### Exercise
Please reproduce word for word everything in the records below, from the line containing "Target: large rock outcrop" down to the end of the records.

** begin **

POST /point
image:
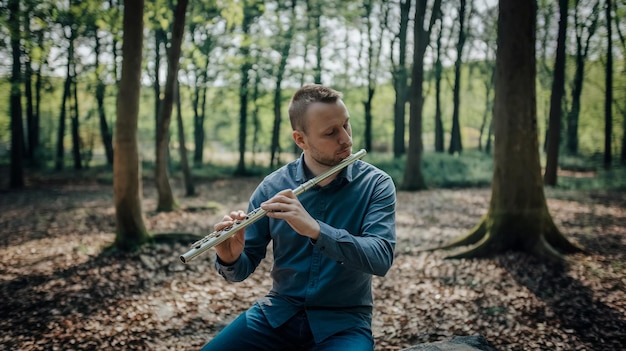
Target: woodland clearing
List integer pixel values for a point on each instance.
(59, 290)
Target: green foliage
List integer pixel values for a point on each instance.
(442, 170)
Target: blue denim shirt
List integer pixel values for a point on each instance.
(331, 278)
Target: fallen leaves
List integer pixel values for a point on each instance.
(59, 291)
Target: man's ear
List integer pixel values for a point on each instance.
(299, 138)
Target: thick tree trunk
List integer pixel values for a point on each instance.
(518, 217)
(16, 180)
(166, 200)
(127, 189)
(558, 90)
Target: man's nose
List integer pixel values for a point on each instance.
(345, 137)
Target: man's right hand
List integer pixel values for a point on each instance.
(230, 250)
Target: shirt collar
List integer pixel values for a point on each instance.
(303, 174)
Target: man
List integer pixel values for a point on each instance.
(327, 243)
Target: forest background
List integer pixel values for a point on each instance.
(71, 66)
(239, 63)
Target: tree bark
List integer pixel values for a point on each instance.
(401, 83)
(438, 76)
(518, 216)
(582, 51)
(166, 200)
(105, 133)
(63, 114)
(190, 189)
(249, 15)
(16, 180)
(76, 142)
(413, 178)
(456, 144)
(556, 98)
(285, 48)
(608, 90)
(127, 188)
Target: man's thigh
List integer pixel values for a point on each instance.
(243, 334)
(354, 339)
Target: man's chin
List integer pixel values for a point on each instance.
(345, 154)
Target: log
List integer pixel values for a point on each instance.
(456, 343)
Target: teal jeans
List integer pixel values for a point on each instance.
(254, 333)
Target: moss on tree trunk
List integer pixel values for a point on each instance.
(518, 217)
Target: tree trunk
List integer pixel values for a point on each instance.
(31, 143)
(558, 89)
(190, 189)
(166, 200)
(608, 90)
(285, 48)
(456, 145)
(159, 38)
(127, 189)
(62, 115)
(16, 180)
(582, 50)
(76, 143)
(243, 90)
(488, 111)
(438, 76)
(34, 134)
(401, 83)
(518, 216)
(107, 140)
(413, 178)
(317, 16)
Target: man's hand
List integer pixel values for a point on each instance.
(230, 250)
(285, 205)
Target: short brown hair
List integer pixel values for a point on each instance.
(304, 97)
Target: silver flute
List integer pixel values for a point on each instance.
(219, 236)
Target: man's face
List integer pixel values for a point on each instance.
(328, 136)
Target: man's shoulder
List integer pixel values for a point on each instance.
(363, 167)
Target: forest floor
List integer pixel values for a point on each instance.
(59, 290)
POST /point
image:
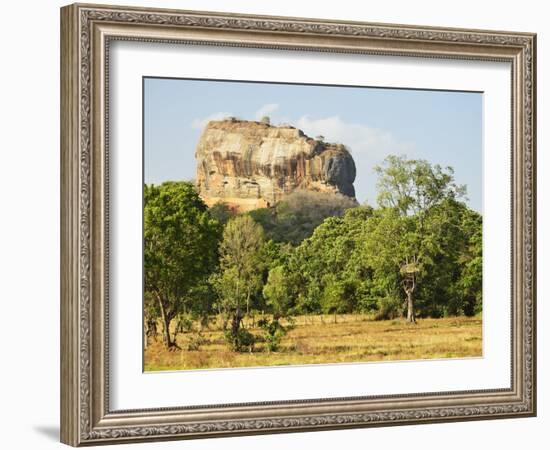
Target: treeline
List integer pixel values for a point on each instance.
(417, 254)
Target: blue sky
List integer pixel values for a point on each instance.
(442, 127)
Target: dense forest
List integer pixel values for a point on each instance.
(416, 254)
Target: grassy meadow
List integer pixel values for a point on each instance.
(325, 339)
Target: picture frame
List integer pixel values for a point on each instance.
(87, 32)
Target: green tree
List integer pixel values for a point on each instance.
(294, 218)
(180, 250)
(241, 271)
(410, 191)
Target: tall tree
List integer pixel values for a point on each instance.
(412, 189)
(180, 249)
(241, 271)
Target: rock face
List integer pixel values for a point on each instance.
(253, 164)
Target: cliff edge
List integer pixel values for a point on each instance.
(251, 164)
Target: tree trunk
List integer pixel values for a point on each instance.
(410, 307)
(165, 326)
(236, 322)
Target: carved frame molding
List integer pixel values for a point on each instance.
(86, 32)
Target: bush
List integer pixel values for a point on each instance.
(389, 308)
(244, 340)
(273, 333)
(195, 342)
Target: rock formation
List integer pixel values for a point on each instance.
(254, 164)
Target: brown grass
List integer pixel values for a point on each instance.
(318, 340)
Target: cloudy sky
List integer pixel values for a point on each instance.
(442, 127)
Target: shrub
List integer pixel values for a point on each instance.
(242, 341)
(273, 333)
(389, 308)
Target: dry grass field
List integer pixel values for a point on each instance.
(318, 340)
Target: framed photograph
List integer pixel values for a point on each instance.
(276, 224)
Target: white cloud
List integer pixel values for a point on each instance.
(266, 110)
(199, 124)
(358, 137)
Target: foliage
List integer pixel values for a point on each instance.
(419, 253)
(180, 251)
(221, 212)
(241, 272)
(295, 217)
(240, 340)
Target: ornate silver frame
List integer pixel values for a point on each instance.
(86, 31)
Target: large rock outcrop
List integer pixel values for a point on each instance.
(254, 164)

** end **

### Response to the exercise
Target: large rock outcrop
List integer pixel values for a point on each instance.
(254, 164)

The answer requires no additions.